◆ Text passage:
The Blessing in Your Suffering: Finding the Silver Lining When There is No Silver Lining
God, don’t you care about me?!
Anxiety had wrecked my body, mind, and spirit, day after day, for years. I cried out to God many times to deliver me. But my faith was shallow. I had no deep roots. And, through anxiety, God was going to do some work on me – for my benefit, but also, for the benefit of others.
Life was simple before anxiety. I didn’t dwell on other people's problems. I was a blissful newlywed. I had my dream husband in a home of our own… life was good. And then, I began to have anxiety that, at times, was debilitating.
God lovingly sustained me through the years until He led me to a blessed counselor in 2020 and later a functional medicine chiropractor. While the anxiety hasn’t disappeared, I am thankful that I have the tools I need to overcome the spirit of fear and worry.
As I look back, I can see that God was growing me. Growing my faith, yes, but also my capacity to sympathize and empathize with others. I care more deeply about other people’s struggles simply because I know how difficult it is to struggle through something overwhelming.

◆ Apply what you read:
A: Please rewrite the essay on suffering starting at "Anxiety had wrecked" and ending at "fear and worry.", putting "spouse" in place of "husband".
B: According to the essay on suffering, in what year was the writer led to a counselor?
C: Decide whether each statement agrees with the essay on suffering. Answer yes or no for each, and quote the words from the essay that decide it.
(i) The writer describes life before anxiety as simple.
(ii) The writer says the anxiety has completely disappeared.
(iii) The writer saw a functional medicine chiropractor before seeing a counselor.

◆ Data records:
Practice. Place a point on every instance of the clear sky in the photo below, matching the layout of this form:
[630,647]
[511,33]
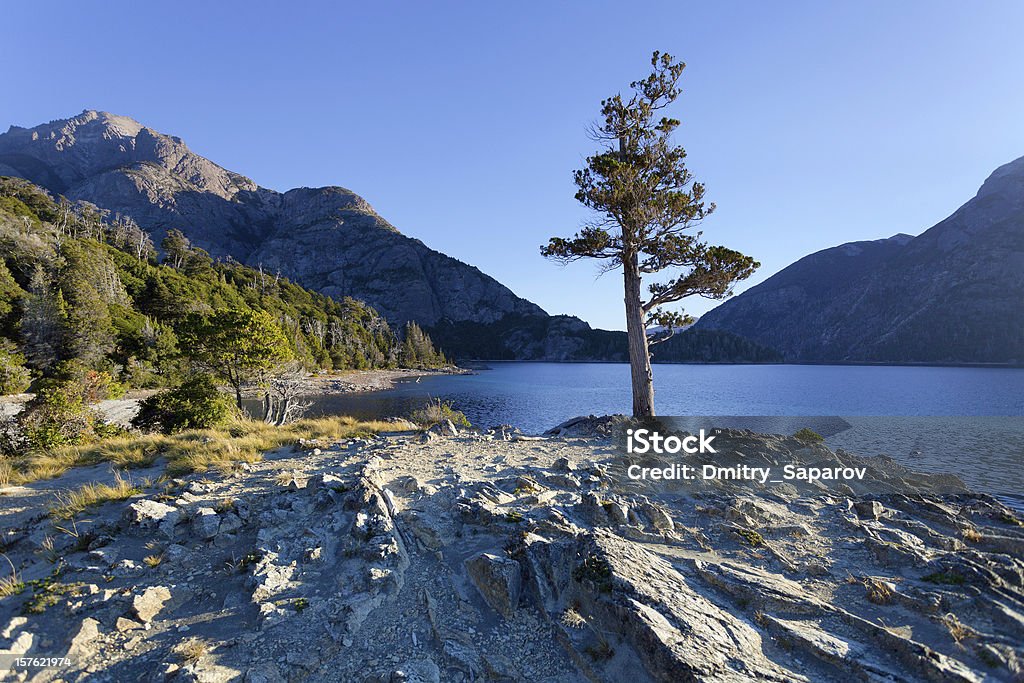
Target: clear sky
[812,123]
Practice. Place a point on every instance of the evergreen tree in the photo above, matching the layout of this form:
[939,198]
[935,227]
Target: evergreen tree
[646,199]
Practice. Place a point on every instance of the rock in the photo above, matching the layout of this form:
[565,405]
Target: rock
[423,671]
[499,581]
[444,428]
[206,523]
[868,509]
[123,625]
[148,604]
[83,643]
[229,522]
[563,465]
[147,513]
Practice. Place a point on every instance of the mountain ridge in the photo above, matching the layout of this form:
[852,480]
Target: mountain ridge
[953,294]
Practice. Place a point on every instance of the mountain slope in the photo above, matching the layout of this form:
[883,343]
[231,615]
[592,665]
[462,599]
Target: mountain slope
[953,294]
[327,239]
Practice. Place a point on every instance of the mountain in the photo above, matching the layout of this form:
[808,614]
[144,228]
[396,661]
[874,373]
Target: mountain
[326,239]
[953,294]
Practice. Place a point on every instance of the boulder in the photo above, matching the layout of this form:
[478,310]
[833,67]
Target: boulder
[148,513]
[150,602]
[83,643]
[206,523]
[499,581]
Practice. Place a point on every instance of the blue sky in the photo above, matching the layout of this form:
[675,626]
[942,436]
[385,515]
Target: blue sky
[812,123]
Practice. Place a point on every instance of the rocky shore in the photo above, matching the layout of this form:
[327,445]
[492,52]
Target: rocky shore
[448,556]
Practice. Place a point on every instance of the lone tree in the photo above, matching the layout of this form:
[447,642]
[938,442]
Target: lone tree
[645,200]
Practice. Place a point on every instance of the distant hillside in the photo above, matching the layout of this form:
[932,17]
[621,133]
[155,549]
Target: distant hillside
[326,239]
[953,294]
[78,287]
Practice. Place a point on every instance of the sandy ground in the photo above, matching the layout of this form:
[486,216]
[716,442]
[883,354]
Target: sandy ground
[473,557]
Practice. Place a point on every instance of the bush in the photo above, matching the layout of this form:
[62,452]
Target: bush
[438,411]
[57,416]
[197,403]
[14,377]
[93,385]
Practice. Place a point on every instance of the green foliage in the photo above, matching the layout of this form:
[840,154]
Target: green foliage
[57,416]
[437,411]
[78,285]
[197,403]
[418,350]
[236,344]
[809,435]
[645,200]
[14,377]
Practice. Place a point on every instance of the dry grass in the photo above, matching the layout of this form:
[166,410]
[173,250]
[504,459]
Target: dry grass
[221,449]
[973,536]
[879,592]
[192,650]
[11,584]
[71,504]
[957,630]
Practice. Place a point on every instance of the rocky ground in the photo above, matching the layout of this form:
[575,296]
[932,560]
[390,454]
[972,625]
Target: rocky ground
[499,557]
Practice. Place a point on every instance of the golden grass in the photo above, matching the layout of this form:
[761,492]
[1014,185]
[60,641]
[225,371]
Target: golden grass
[71,504]
[12,584]
[192,650]
[220,449]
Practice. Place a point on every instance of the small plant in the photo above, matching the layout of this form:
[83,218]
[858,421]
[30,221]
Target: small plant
[752,538]
[437,411]
[11,584]
[809,435]
[192,650]
[571,619]
[71,504]
[595,569]
[973,536]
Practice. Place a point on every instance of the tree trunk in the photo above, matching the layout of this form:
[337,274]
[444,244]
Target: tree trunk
[636,331]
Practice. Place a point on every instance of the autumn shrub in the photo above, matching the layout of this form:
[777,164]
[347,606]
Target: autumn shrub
[196,403]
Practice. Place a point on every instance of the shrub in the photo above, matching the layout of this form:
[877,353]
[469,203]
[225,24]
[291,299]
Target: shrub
[197,403]
[438,411]
[57,416]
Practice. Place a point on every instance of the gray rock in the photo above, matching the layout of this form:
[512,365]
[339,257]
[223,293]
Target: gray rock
[147,513]
[146,605]
[206,523]
[498,580]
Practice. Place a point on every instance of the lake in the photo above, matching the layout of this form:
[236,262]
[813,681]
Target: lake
[979,433]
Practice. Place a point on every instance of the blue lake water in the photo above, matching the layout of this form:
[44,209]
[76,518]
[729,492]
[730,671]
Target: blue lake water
[535,396]
[891,410]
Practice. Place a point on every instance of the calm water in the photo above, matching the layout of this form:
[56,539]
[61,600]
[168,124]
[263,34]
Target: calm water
[536,396]
[987,453]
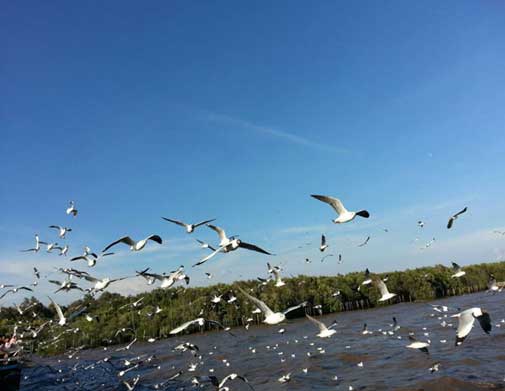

◆ Numbered answers:
A:
Anxiety had wrecked my body, mind, and spirit, day after day, for years. I cried out to God many times to deliver me. But my faith was shallow. I had no deep roots. And, through anxiety, God was going to do some work on me – for my benefit, but also, for the benefit of others.
Life was simple before anxiety. I didn’t dwell on other people's problems. I was a blissful newlywed. I had my dream spouse in a home of our own… life was good. And then, I began to have anxiety that, at times, was debilitating.
God lovingly sustained me through the years until He led me to a blessed counselor in 2020 and later a functional medicine chiropractor. While the anxiety hasn’t disappeared, I am thankful that I have the tools I need to overcome the spirit of fear and worry.

B: 2020

C:
(i) Yes: "Life was simple before anxiety."
(ii) No: "While the anxiety hasn’t disappeared"
(iii) No: "a blessed counselor in 2020 and later a functional medicine chiropractor"